• [YOUR INSTRUCTIONS]:
Arrange every line of the listing below as a Markdown table with columns No and Line, numbering rows in order and skipping blank lines.

⁂

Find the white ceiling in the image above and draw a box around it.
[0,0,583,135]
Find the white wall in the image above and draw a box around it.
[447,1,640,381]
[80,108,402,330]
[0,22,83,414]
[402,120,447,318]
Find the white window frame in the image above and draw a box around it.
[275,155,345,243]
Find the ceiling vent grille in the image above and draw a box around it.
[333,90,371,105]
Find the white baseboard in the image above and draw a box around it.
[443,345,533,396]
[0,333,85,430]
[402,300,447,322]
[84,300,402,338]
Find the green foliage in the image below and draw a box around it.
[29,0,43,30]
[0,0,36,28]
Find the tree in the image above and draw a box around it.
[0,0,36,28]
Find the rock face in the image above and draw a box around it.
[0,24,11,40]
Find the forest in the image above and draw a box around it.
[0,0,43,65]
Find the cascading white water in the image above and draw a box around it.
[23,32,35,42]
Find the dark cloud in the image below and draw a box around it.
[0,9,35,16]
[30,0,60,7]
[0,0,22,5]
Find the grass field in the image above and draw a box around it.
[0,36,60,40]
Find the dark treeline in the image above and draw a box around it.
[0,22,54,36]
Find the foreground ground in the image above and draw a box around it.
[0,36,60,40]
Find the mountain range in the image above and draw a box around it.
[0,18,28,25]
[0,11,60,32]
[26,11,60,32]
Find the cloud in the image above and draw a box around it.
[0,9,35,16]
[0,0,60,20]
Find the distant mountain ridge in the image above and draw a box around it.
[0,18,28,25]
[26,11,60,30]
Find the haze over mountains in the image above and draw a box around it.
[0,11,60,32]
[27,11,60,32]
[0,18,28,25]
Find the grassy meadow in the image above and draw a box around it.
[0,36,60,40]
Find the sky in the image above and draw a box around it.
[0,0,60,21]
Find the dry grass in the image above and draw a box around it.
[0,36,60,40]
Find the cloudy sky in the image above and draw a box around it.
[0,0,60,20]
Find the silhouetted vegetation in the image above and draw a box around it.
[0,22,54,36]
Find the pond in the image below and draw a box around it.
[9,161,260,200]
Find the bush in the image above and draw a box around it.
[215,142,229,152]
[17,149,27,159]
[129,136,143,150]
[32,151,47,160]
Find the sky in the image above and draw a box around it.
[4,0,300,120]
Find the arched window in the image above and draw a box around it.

⁂

• [TASK RESPONSE]:
| No | Line |
|---|---|
| 1 | Find the white ceiling in the image above and draw a box around it. |
| 2 | [0,0,583,135] |
| 3 | Find the white wall in the image above and draw a box around it. |
| 4 | [447,1,640,381] |
| 5 | [80,108,402,330] |
| 6 | [0,22,83,414] |
| 7 | [402,120,447,318] |
| 8 | Find the white window frame in the image above and draw a box around it. |
| 9 | [275,155,345,243] |
| 10 | Find the ceiling vent grille in the image above and draw a box around it. |
| 11 | [333,90,371,105] |
| 12 | Find the white baseboard in the image above and draw a box around it. |
| 13 | [443,345,533,396] |
| 14 | [0,333,85,430] |
| 15 | [402,300,447,322] |
| 16 | [84,300,402,338] |
| 17 | Find the green foliage in the image below and draw a box around it. |
| 18 | [29,0,43,30] |
| 19 | [0,0,36,28] |
| 20 | Find the tree in the image above and draw a box around it. |
| 21 | [0,0,36,28] |
| 22 | Find the rock face in the image above and draw a box around it. |
| 23 | [0,24,11,40] |
| 24 | Find the forest in the image above and draw a box around it. |
| 25 | [0,0,43,65] |
| 26 | Find the cascading white water in the image above and draw a box around it. |
| 27 | [23,32,35,42] |
| 28 | Find the dark cloud in the image below and draw a box around it. |
| 29 | [0,9,35,16] |
| 30 | [30,0,60,7] |
| 31 | [0,0,22,5] |
| 32 | Find the grass field in the image above and draw a box around it. |
| 33 | [0,36,60,40] |
| 34 | Find the dark treeline in the image above and draw a box around it. |
| 35 | [0,22,54,36] |
| 36 | Find the foreground ground in the image above and draw a box around it. |
| 37 | [0,36,60,40] |
| 38 | Find the mountain range in the image above and draw a box around it. |
| 39 | [0,18,28,25] |
| 40 | [0,11,60,32] |
| 41 | [26,11,60,32] |
| 42 | Find the cloud in the image above and draw a box around it. |
| 43 | [0,9,35,16] |
| 44 | [0,0,60,20] |
| 45 | Find the distant mountain ridge in the image above and draw a box around it. |
| 46 | [0,18,28,25] |
| 47 | [26,11,60,30] |
| 48 | Find the haze over mountains in the image above and draw a box around it. |
| 49 | [0,11,60,32] |
| 50 | [27,11,60,32] |
| 51 | [0,18,28,25] |
| 52 | Find the grassy meadow in the image above and draw a box around it. |
| 53 | [0,36,60,40] |
| 54 | Find the sky in the image above and draw a box around it. |
| 55 | [0,0,60,21] |
| 56 | Find the dry grass in the image above and draw a box around it. |
| 57 | [0,36,60,40] |
| 58 | Find the cloudy sky in the image above and draw a box around it. |
| 59 | [0,0,60,20] |
| 60 | Find the silhouetted vegetation in the image above and draw a box around it. |
| 61 | [0,22,54,36] |
| 62 | Find the pond in the image below and draw a box around it. |
| 63 | [9,161,260,200] |
| 64 | Find the bush in the image above and draw a box around it. |
| 65 | [215,142,229,152] |
| 66 | [17,149,27,159] |
| 67 | [129,136,143,150] |
| 68 | [32,151,47,160] |
| 69 | Find the sky in the image above and draw a box around it. |
| 70 | [4,0,300,120] |
| 71 | Find the arched window in the image above and draw a box around it. |